## Records shown
__________________________________________________
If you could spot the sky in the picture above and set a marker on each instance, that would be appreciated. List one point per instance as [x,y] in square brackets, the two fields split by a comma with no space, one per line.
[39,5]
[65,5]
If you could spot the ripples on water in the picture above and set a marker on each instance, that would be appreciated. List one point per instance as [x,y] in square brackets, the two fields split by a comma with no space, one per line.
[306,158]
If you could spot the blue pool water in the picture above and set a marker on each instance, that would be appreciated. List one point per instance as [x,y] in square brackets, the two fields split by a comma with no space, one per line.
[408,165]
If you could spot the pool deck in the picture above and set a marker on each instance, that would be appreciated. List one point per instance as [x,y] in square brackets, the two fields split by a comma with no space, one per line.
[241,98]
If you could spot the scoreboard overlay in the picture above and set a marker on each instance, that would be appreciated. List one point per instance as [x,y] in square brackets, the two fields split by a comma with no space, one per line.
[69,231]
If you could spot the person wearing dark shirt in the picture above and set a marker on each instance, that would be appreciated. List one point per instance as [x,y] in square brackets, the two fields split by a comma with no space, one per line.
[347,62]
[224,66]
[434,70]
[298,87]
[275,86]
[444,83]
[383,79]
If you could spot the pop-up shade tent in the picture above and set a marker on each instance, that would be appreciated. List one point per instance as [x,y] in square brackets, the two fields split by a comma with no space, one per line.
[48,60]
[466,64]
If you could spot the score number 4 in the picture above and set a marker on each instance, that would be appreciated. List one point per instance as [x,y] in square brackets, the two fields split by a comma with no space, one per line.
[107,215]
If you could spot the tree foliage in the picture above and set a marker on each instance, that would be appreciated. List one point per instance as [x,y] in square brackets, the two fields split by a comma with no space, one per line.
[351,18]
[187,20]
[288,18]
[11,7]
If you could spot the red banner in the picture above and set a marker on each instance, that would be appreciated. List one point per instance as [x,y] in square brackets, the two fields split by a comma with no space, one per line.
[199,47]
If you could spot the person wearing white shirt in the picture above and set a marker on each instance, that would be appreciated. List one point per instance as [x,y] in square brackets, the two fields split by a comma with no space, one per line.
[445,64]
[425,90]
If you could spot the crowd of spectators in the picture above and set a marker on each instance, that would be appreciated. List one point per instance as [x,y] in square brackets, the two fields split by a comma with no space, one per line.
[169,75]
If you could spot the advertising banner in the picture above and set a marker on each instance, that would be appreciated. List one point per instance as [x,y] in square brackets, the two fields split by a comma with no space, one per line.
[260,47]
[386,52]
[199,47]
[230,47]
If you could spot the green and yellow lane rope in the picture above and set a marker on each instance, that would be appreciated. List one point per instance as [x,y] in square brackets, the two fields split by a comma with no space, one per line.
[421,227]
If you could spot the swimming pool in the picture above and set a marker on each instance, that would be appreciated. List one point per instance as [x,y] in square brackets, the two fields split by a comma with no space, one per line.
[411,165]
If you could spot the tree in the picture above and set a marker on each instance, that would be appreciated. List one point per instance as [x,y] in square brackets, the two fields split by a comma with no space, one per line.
__________________________________________________
## Problem description
Word for word, set down all the lines above.

## Task answer
If you could spot the sky in the picture above and set a marker on each instance, that would be appreciated. List one point per instance as [x,y] in square brackets, the two fields split by a comma with no space, one per line.
[39,5]
[65,5]
If you could spot the ripples on water in the picture above and set a marker on each instance, that would be appreciated. List one point per instance as [x,y] in square brackets, the two fields split by a comma with no space, one per line.
[306,158]
If you could spot the blue pool water in the picture above and set a marker on each instance, that would be appreciated. List one point per instance as [x,y] in square brackets, the two fields split by a comma with no space, one per line.
[408,165]
If you could spot the pool deck in the picture above and set a marker on each instance, that would be appreciated. List one point per instance as [x,y] in square brackets, the two fields split by a comma with no space, one per line.
[241,98]
If you could spot the scoreboard overlay in the picture above and set a marker on each instance, that would be appreciated. List one point per instance as [x,y] in square brackets, the two fields split by a comma with no space, one per line.
[69,231]
If you could spot the person wearing dark shirt in the picture above and set a marker on each instance, that would be appreciated. List one point per instance as [x,y] in square brackets, the two fields split by a comma with no space, one per line.
[347,62]
[224,66]
[434,70]
[298,87]
[275,86]
[444,83]
[383,79]
If you could spot the pop-up shade tent in the picture above and set a marker on each instance, that would be appreciated. List one point per instance as [x,y] in square brackets, the two fields split by a comma with no space, one per line.
[48,60]
[466,64]
If you could spot the score number 4 in the picture above and set a marker on each instance, that would be appreciated. List one point per instance as [x,y] in square brackets, the two fields split by a comma with no space, one per line.
[107,215]
If you could spot the tree foliage in the picture above and set a marker on each instance, that would be appreciated. List one point per instance as [x,y] in square brackets, the two fields split by a comma with no space, one per line.
[351,18]
[187,20]
[288,18]
[11,7]
If you could spot the red banner in the picture above and set a marker on each instance, that would be appreciated. List one point per instance as [x,y] in square brackets, the two fields split by a comma with no space, one per line.
[199,47]
If you could spot the person wearing white shirt in the picture above and set a marker on each instance, that would be appreciated. List one point per instance as [x,y] in square brackets, the two fields split by a comma with no space, one per line.
[445,64]
[425,90]
If you could spot the crowd of spectators in the picture above and set a marker on each instance, that would be appreciated. List one point per instance as [x,y] in square brackets, the two fields split by a comma with no space, one per line.
[169,75]
If you could spot the advertising banner in the picture above and set a marker on each instance, that would be appreciated. List one point per instance as [x,y] in square brackets, the two fields split by a comma with no space, one per line.
[260,47]
[386,52]
[199,47]
[230,47]
If you could spot the green and yellow lane rope in the picture above and set a marker on each instance, that would be appreciated. List one point per instance as [x,y] in square brackets, the two fields split by a comma with no space, one per line.
[421,227]
If you could spot the swimming pool in the picture above and set a marker on each instance, that would be appreciated. List one point per instance as [x,y] in square brackets, the two fields split by a comma with no space, one per line.
[411,165]
If you could spot the tree in the picture above and set a marker on each instance, that would be appreciated. List one point per instance as [x,y] in square brackets, the two fields split by a comma with no space, one per line.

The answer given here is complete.